### OBJECTIVE
State how many lines of the items below contain the word "night". Reply with the number alone.

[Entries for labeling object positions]
___

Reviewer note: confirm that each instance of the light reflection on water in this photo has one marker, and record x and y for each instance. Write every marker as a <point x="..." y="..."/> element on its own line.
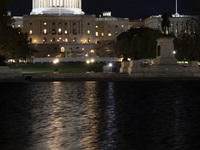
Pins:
<point x="100" y="115"/>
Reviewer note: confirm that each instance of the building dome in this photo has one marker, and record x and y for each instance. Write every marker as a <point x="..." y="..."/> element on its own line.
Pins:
<point x="68" y="7"/>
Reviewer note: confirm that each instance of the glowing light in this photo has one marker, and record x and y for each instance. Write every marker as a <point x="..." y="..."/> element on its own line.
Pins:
<point x="110" y="65"/>
<point x="87" y="61"/>
<point x="31" y="32"/>
<point x="59" y="30"/>
<point x="92" y="60"/>
<point x="92" y="51"/>
<point x="55" y="61"/>
<point x="62" y="49"/>
<point x="45" y="31"/>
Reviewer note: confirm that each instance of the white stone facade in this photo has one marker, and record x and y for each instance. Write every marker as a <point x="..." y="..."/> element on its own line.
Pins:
<point x="178" y="23"/>
<point x="57" y="7"/>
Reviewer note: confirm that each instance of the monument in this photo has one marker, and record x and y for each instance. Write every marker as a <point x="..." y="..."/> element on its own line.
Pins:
<point x="165" y="64"/>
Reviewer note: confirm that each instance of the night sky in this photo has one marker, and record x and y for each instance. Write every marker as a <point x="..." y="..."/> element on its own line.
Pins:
<point x="133" y="9"/>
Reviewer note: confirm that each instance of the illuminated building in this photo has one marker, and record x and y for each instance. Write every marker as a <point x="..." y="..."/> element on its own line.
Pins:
<point x="61" y="28"/>
<point x="61" y="24"/>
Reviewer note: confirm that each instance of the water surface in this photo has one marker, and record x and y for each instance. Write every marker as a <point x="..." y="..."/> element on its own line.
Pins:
<point x="140" y="115"/>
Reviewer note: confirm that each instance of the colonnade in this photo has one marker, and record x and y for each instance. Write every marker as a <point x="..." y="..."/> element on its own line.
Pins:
<point x="57" y="3"/>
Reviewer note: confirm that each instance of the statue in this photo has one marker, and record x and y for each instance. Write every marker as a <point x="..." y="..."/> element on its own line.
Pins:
<point x="165" y="22"/>
<point x="125" y="58"/>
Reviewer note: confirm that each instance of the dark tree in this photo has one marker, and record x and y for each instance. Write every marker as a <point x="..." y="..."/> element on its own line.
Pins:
<point x="13" y="43"/>
<point x="138" y="43"/>
<point x="165" y="22"/>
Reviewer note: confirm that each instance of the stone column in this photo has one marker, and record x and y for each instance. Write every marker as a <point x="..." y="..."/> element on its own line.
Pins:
<point x="164" y="52"/>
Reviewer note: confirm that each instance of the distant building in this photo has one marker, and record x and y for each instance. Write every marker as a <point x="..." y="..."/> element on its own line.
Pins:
<point x="178" y="23"/>
<point x="59" y="28"/>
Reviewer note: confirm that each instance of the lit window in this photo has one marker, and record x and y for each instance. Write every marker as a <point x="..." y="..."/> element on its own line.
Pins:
<point x="62" y="49"/>
<point x="53" y="31"/>
<point x="97" y="33"/>
<point x="31" y="32"/>
<point x="54" y="3"/>
<point x="45" y="39"/>
<point x="59" y="31"/>
<point x="45" y="31"/>
<point x="58" y="3"/>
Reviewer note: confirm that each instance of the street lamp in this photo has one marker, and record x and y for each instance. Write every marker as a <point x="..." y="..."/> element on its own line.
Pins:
<point x="55" y="62"/>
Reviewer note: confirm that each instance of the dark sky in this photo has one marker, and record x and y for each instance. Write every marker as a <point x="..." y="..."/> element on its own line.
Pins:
<point x="133" y="9"/>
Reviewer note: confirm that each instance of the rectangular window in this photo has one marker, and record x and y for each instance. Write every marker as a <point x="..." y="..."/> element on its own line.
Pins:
<point x="45" y="31"/>
<point x="45" y="39"/>
<point x="59" y="31"/>
<point x="30" y="32"/>
<point x="53" y="31"/>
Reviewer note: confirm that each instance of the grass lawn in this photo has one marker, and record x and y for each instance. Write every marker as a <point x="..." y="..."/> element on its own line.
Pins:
<point x="62" y="67"/>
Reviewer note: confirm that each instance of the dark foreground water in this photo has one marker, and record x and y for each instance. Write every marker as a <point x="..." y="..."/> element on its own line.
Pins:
<point x="142" y="115"/>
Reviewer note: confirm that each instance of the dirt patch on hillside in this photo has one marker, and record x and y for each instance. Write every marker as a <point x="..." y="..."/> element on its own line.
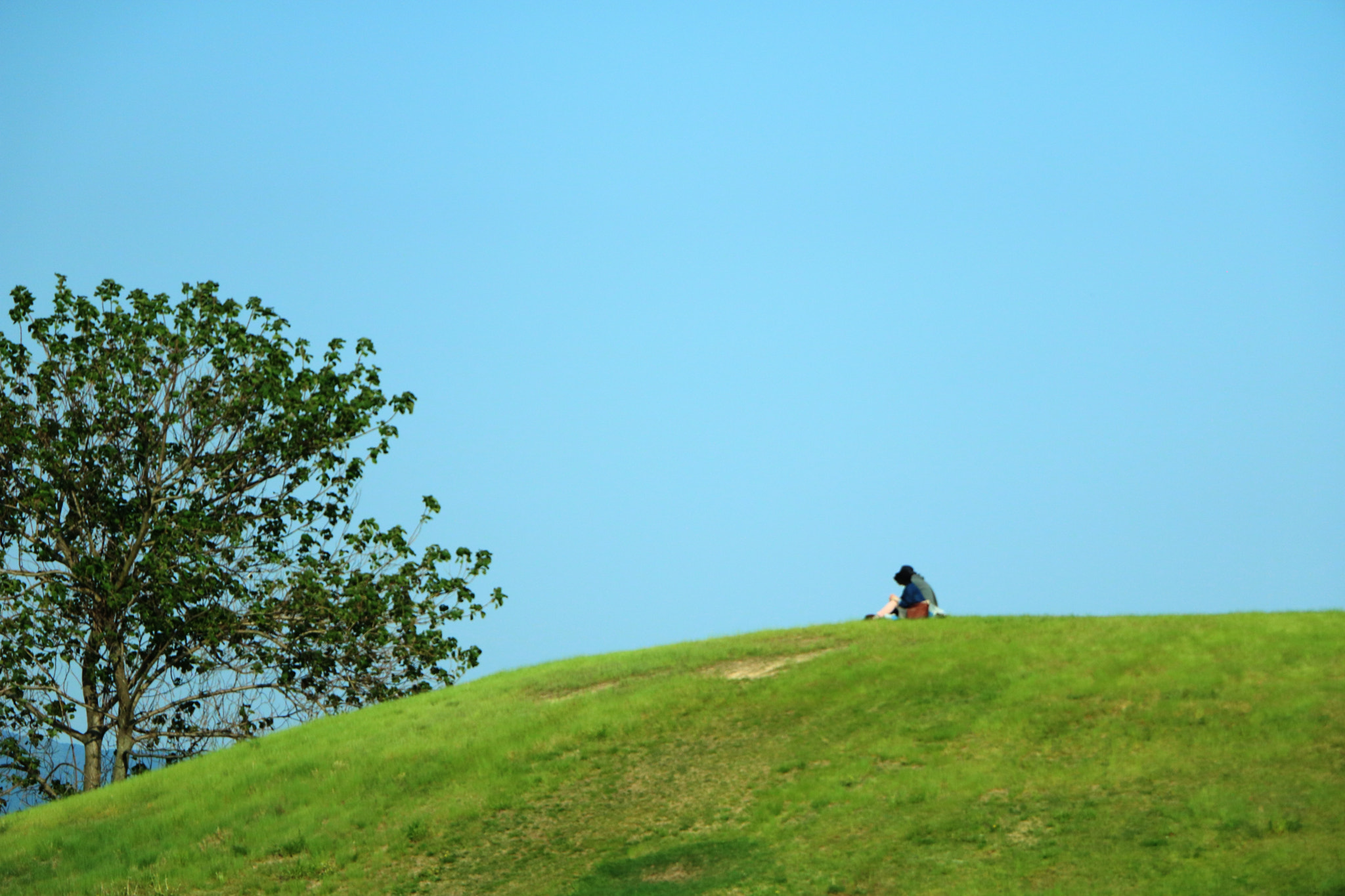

___

### EXERCISE OUTPUT
1